- _Your goal_
Apart from the pictures, write out all the records exactly.

- _The data_
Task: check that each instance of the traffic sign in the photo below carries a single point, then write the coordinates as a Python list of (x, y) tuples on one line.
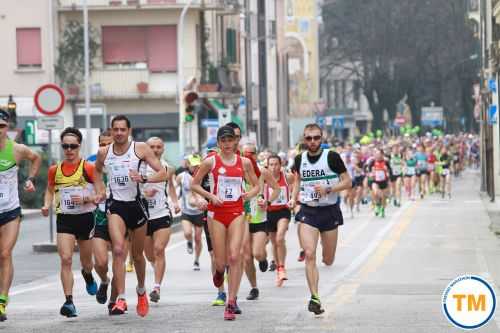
[(50, 122), (49, 99)]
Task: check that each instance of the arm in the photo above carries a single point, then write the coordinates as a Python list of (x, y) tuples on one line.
[(171, 189), (251, 178), (25, 153)]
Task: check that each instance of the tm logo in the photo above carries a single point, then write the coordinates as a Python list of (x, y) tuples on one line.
[(469, 302)]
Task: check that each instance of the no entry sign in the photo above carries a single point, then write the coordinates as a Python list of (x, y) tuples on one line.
[(49, 99)]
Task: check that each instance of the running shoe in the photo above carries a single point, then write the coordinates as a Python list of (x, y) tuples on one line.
[(263, 265), (229, 312), (142, 305), (130, 267), (315, 307), (237, 309), (90, 283), (119, 307), (154, 296), (272, 266), (3, 312), (196, 266), (253, 295), (220, 300), (302, 256), (102, 293), (218, 279), (68, 310)]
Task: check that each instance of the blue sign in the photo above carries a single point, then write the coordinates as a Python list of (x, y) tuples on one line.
[(492, 114), (338, 122), (205, 123), (492, 85)]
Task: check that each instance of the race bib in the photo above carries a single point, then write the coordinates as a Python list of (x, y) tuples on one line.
[(410, 171), (282, 198), (68, 206), (4, 194), (229, 188), (119, 176), (379, 175)]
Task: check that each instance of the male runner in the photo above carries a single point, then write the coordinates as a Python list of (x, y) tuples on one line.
[(321, 176), (11, 155), (71, 183), (125, 164)]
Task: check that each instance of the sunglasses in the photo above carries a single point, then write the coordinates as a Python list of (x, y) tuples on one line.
[(71, 146), (311, 138)]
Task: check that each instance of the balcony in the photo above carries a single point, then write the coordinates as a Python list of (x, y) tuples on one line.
[(71, 5), (132, 83)]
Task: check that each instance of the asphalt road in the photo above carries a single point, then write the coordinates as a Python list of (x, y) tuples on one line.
[(388, 276)]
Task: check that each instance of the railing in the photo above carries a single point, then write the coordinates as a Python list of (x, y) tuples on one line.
[(134, 83), (108, 4)]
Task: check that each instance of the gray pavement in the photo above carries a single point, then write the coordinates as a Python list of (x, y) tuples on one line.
[(388, 276)]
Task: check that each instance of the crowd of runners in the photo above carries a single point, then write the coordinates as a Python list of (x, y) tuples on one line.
[(237, 198)]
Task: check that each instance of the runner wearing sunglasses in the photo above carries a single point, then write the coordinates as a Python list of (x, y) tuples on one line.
[(70, 182), (11, 154)]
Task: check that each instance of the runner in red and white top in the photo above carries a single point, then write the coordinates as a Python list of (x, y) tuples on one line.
[(278, 214), (227, 171)]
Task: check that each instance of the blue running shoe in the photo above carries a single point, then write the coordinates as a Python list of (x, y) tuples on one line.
[(68, 310)]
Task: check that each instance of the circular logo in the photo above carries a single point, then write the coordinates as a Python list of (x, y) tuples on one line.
[(469, 302)]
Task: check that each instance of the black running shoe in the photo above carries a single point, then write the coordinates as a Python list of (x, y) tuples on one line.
[(253, 295), (315, 307), (273, 266), (102, 293), (263, 265)]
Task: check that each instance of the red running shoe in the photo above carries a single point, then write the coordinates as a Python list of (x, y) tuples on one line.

- _Response below_
Task: check that each instance of the traffic sign in the photo below carries a single point, then write the coordinates as a Python list of (x, y) tuples on one line.
[(50, 122), (49, 99)]
Task: check that each instance of the arm in the photo above carries a single point, then write the coordinates as a Python list of (x, y) tuples on one line.
[(171, 189), (251, 178), (25, 153)]
Task: check that each instance of the tm logo in the photo above carries a single point, then write the coordinates as a Python list of (x, y) tuples on one line.
[(469, 302)]
Task: check that each instance of the no entry sign in the photo above carries a single point, then write the coordinates as a Python list of (x, y) tuples on one line.
[(49, 99)]
Task: check that each instance of the running shoe in the photo above carries a single point, then write the coordinates as a Python list of (x, y) tuples on one line.
[(263, 265), (229, 312), (142, 305), (130, 267), (315, 307), (237, 309), (90, 283), (119, 307), (154, 296), (272, 266), (3, 312), (196, 266), (253, 295), (220, 300), (302, 256), (102, 293), (218, 279), (68, 310)]
Task: check that each instance of the blue sign in the photo above carries a single point, then write the coordinates as a Python list of (x, y) tuples on one line.
[(492, 114), (338, 122), (205, 123), (492, 85)]
Task: check that each instance of the race bib in the photo above carries a single point, then write the coordinates as a Python list of (x, y) tuples on one line.
[(410, 171), (282, 198), (68, 206), (4, 194), (229, 188), (119, 176), (379, 175)]
Task: check that each instance of the male runner in the photo above carries a single point, then write the coordinates as a Python list of (x, y) tuples on one line.
[(321, 176), (11, 155), (71, 183), (125, 164)]
Task: check that each instance of the sunglasses in the photo above carries a single point, then write the coordinates as a Python list of (x, y) tuples on one line.
[(71, 146), (311, 138)]
Task: check that each instance of the balcony in the photo above carries a single point, then write the coordinates as a Python list of (x, y) tuples on one line.
[(71, 5), (132, 83)]
Task: check that each instance of the asphalt road in the photo above carries a single point, then write the coordinates as a Python list of (x, y) tuples on one line.
[(388, 276)]
Task: check that each instance of the railing in the photo above carries a single point, then write the coordinates as a Python list of (x, y) tuples on one line.
[(134, 83), (108, 4)]
Task: check that each instance of the gray pavement in the photo above carries a single point, then write the coordinates as a Python list of (x, y) tuples on one line.
[(388, 276)]
Task: check that each instance of the crowd of runners in the photo above carries a single point, then write the coordinates as a Python list of (x, y) tuples on one line.
[(237, 198)]
Task: check that each instance of the runner wearing sunglasses in the photo above carries a single point, then write the coordinates as a Python list of (x, y) tuples on one line.
[(70, 182), (11, 154)]
Task: check that each instance of the runner in red and white top in the photo above carries a single point, then write the coordinates as a Python list of (x, y) tuples on one line.
[(278, 214), (227, 171)]
Task: check that each instance of the blue running shoe in the photo above carries a single point, then write the coordinates as a Python list of (x, y) tuples on one line.
[(68, 310)]
Task: check that each instance of the circular logo in the photo above carries a single point, then write the coordinates as a Python list of (x, y) tuples on one line.
[(469, 302)]
Task: check that each instance of the black running shoe in the photo above carries a single point, then write the coordinates as a Python list of (x, y) tuples on one line.
[(253, 295), (315, 307), (273, 266), (102, 293), (263, 265)]
Task: check that each instance of the red running shoe in the photo above carries a single point, then write the coordinates as a Python list of (x, y) tuples on one line.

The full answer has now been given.